*PROBLEM TO WORK ON*: Convert only the lines from the one containing "It would be really helpful if you could detect the blonde" down through the one containing "[256,85,304,117]", both included, into a numbered list, leaving out any blank lines.

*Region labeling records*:
>> BEGIN
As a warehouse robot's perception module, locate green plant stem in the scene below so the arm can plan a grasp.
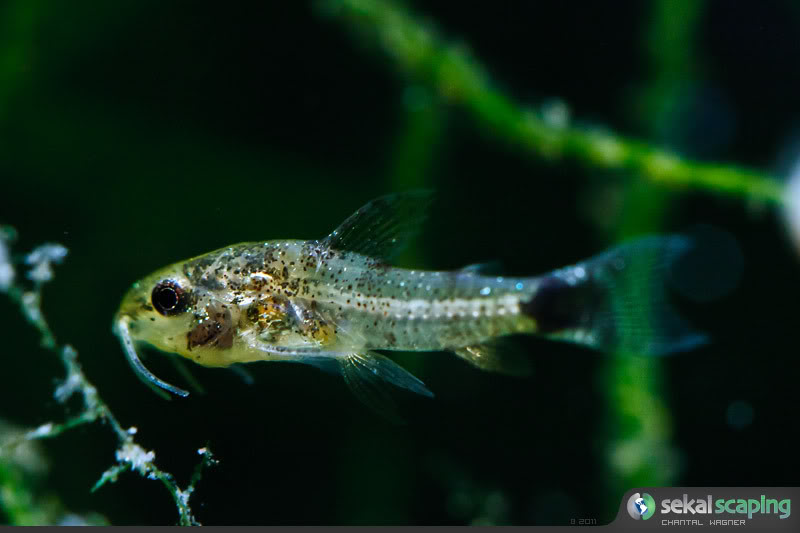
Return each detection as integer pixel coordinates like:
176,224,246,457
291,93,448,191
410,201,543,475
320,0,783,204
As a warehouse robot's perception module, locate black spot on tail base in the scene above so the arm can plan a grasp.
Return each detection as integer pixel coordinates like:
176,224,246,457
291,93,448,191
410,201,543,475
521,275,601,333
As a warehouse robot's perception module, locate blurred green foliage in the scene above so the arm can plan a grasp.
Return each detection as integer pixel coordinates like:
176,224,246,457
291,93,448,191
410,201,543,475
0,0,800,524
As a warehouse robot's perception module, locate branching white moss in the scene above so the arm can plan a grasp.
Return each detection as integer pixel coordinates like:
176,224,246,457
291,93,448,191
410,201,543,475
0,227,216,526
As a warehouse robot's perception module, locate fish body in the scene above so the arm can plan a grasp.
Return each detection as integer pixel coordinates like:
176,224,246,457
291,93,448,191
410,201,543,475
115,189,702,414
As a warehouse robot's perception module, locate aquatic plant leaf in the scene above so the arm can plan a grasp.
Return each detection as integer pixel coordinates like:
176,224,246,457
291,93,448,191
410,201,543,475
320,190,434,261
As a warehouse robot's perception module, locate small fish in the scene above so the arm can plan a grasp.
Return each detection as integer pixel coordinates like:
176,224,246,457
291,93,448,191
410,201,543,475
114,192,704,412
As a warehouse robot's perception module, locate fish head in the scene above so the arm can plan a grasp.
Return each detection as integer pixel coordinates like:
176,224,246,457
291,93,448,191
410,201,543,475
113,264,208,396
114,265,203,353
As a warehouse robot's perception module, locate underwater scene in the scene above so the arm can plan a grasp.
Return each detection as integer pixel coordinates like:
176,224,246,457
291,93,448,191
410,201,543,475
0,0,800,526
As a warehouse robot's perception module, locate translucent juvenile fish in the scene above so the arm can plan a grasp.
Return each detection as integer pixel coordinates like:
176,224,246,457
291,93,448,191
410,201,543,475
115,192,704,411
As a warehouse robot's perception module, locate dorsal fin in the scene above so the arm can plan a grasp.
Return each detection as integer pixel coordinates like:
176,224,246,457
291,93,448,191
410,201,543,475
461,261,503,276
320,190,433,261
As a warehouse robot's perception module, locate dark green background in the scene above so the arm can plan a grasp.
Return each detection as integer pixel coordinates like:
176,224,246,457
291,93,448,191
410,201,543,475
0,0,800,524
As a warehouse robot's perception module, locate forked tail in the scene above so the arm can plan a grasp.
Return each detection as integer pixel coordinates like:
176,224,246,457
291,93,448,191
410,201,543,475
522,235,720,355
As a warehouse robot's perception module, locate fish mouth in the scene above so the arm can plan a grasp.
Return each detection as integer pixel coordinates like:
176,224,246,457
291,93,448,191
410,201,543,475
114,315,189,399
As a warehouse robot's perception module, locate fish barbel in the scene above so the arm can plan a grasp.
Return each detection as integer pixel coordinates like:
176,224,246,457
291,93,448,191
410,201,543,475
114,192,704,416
>> END
>> BEGIN
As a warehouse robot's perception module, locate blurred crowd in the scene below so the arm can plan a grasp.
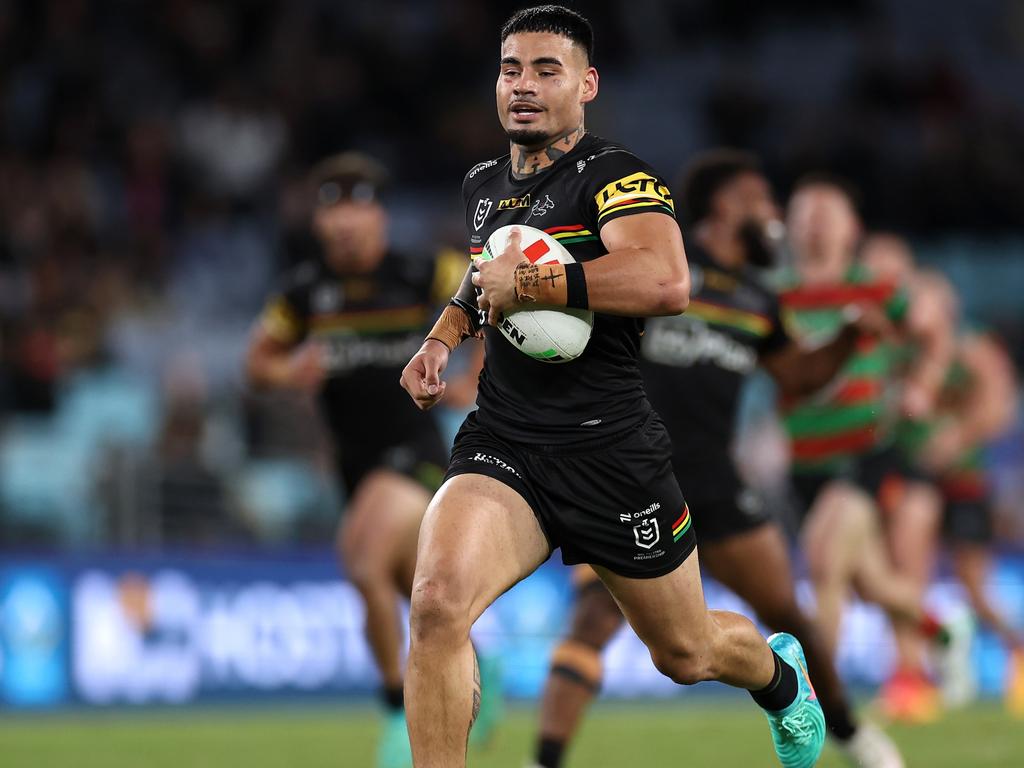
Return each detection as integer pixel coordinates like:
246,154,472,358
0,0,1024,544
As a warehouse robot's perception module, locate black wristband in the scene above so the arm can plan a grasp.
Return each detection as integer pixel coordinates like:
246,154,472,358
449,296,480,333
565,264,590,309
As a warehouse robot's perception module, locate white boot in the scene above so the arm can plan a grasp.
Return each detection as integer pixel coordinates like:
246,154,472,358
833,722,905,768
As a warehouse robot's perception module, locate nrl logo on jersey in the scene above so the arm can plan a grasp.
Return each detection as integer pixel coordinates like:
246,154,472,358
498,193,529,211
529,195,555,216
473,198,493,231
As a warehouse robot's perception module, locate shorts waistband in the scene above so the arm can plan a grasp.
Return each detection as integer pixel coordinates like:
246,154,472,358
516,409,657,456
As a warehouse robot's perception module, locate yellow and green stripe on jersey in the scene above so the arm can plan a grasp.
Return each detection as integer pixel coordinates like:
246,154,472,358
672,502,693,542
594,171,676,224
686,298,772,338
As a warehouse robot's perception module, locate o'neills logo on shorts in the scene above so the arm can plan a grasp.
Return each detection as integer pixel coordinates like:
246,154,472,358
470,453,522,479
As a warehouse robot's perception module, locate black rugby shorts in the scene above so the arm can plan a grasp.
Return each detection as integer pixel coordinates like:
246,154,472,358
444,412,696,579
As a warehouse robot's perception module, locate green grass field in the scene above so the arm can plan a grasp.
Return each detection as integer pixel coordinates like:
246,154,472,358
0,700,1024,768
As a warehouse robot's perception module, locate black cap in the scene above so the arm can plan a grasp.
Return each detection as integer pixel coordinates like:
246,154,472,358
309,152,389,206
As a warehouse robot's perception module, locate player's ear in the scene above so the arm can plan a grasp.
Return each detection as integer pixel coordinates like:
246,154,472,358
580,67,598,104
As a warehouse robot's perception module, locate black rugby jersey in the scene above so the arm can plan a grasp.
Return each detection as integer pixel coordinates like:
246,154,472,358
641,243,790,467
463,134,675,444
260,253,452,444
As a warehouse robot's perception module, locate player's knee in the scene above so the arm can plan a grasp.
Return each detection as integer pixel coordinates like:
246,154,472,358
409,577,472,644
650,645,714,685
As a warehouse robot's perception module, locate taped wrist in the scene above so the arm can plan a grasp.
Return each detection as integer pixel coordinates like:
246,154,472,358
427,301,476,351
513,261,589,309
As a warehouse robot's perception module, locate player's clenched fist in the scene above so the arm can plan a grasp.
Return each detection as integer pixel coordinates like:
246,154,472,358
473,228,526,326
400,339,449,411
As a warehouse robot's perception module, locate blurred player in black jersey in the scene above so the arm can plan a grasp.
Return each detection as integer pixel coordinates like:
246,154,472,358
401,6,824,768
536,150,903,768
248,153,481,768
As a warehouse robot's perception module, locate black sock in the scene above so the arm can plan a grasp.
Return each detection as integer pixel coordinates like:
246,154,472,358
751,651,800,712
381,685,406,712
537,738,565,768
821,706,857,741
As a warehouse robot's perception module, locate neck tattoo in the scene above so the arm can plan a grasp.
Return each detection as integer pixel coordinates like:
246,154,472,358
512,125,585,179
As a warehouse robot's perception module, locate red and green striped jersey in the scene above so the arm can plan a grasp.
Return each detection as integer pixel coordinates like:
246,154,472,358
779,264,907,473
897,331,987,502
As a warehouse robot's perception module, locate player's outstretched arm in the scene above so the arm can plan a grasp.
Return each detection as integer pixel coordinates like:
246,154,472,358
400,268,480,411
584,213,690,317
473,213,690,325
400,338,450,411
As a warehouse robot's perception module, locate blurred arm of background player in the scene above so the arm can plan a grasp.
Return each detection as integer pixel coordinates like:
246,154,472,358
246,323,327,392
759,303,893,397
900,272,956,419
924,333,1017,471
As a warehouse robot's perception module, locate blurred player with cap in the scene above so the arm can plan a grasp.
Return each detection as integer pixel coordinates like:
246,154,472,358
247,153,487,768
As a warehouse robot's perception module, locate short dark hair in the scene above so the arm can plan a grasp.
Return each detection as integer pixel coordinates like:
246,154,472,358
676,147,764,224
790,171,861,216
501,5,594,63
>> END
>> BEGIN
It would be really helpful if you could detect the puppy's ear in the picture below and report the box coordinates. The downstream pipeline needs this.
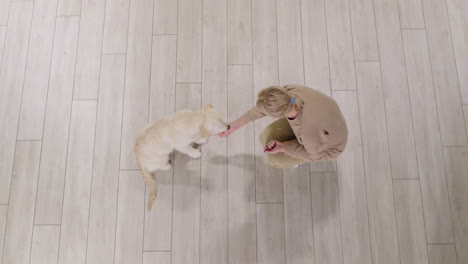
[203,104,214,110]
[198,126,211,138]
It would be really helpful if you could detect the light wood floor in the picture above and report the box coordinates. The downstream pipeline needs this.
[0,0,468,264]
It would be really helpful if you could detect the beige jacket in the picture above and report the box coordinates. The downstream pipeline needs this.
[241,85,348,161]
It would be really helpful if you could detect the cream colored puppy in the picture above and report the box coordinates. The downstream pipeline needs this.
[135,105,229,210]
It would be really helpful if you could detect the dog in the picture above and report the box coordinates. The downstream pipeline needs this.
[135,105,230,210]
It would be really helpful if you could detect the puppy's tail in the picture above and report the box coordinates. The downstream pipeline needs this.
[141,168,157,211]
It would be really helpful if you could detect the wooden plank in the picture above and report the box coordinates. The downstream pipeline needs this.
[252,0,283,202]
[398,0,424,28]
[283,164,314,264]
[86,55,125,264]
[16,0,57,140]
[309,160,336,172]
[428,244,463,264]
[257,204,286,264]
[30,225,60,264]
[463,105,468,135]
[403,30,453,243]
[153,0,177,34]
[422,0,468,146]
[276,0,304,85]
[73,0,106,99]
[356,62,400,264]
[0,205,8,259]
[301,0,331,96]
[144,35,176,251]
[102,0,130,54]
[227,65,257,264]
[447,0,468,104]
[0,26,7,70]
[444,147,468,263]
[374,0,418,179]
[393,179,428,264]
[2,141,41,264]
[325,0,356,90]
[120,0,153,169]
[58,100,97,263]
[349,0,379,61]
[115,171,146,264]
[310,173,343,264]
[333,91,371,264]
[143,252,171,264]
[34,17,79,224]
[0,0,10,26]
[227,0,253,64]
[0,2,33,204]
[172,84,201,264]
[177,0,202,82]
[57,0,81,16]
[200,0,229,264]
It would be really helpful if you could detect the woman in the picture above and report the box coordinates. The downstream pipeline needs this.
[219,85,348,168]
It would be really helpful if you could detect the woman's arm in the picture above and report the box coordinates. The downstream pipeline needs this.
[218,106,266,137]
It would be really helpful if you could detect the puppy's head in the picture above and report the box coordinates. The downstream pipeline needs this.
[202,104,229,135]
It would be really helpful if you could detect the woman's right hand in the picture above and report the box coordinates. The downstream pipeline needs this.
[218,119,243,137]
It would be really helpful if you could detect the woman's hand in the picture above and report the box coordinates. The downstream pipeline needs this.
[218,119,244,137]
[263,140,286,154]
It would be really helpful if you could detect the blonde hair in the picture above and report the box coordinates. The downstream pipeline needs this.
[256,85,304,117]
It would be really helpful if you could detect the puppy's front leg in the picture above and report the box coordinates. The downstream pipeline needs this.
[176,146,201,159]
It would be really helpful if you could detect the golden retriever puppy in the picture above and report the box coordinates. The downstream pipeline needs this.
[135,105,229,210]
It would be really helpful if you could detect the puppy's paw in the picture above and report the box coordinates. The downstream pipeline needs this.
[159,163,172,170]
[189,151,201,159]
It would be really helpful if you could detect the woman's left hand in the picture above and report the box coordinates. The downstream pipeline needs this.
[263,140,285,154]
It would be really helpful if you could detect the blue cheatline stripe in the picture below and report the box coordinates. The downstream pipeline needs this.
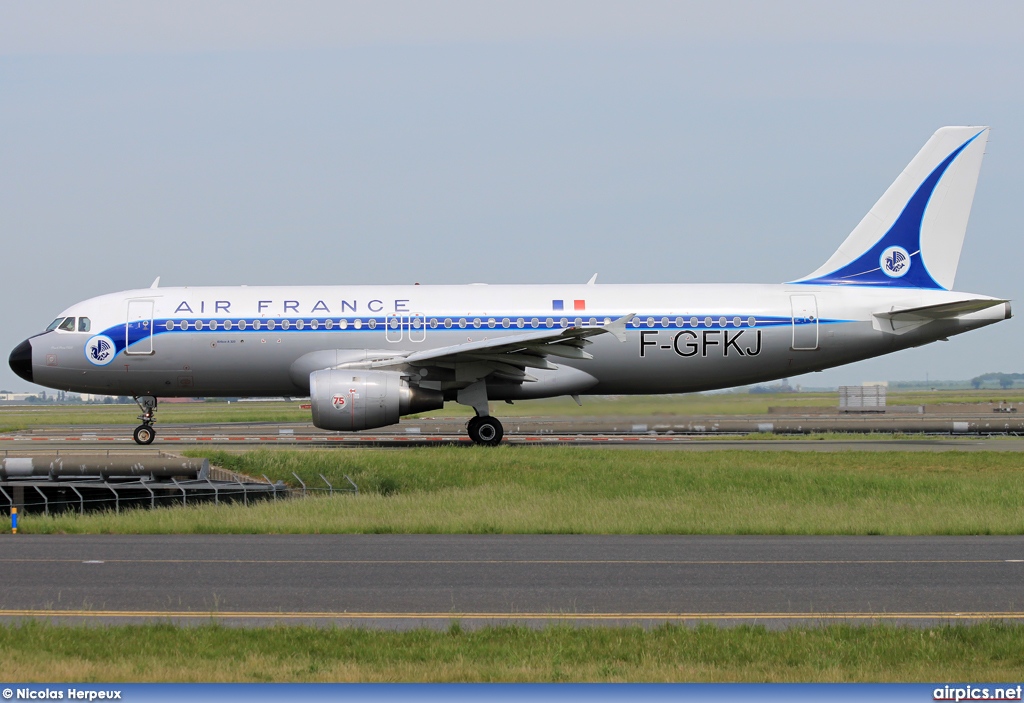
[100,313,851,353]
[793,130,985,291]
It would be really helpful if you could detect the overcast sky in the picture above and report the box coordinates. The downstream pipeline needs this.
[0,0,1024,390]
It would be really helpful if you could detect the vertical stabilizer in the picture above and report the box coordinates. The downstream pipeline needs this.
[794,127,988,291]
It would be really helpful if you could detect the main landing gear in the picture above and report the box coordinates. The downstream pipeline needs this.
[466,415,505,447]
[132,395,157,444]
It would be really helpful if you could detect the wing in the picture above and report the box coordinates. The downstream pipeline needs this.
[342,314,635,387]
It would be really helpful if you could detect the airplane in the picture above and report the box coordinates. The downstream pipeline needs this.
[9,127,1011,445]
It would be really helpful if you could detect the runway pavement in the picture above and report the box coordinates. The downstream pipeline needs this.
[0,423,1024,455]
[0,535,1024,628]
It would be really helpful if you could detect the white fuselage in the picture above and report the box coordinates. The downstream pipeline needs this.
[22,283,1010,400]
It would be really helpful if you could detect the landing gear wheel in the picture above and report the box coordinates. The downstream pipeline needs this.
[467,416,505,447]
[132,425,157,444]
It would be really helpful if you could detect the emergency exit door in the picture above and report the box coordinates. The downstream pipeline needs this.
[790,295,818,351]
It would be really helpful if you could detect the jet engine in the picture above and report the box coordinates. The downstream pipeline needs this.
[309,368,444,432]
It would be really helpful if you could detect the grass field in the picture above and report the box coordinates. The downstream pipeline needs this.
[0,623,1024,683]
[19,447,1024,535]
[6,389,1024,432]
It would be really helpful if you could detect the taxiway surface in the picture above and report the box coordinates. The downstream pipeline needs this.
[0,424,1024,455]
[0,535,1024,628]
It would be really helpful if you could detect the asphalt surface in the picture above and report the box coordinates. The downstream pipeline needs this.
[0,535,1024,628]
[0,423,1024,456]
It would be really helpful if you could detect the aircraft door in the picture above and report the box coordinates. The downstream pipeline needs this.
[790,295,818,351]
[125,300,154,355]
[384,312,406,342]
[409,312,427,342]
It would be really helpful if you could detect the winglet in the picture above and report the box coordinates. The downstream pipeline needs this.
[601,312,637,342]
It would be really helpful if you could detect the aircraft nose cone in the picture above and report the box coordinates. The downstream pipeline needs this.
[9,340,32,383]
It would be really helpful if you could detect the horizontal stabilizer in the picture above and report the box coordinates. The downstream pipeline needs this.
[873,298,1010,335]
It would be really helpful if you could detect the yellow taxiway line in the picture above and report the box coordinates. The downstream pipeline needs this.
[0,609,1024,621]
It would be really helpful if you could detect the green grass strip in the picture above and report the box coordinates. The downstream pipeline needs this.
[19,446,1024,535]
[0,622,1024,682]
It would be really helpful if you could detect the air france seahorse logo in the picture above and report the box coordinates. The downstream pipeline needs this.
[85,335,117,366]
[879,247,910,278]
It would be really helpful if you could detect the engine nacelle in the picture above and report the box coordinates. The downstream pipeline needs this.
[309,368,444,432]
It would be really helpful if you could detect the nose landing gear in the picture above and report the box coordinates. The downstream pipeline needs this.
>> END
*EXERCISE RESULT*:
1. It would be really helpful if you could detect the blonde hair in the picture above and report the box coordinates. The downstream pipeline needs this.
2. [256,85,304,117]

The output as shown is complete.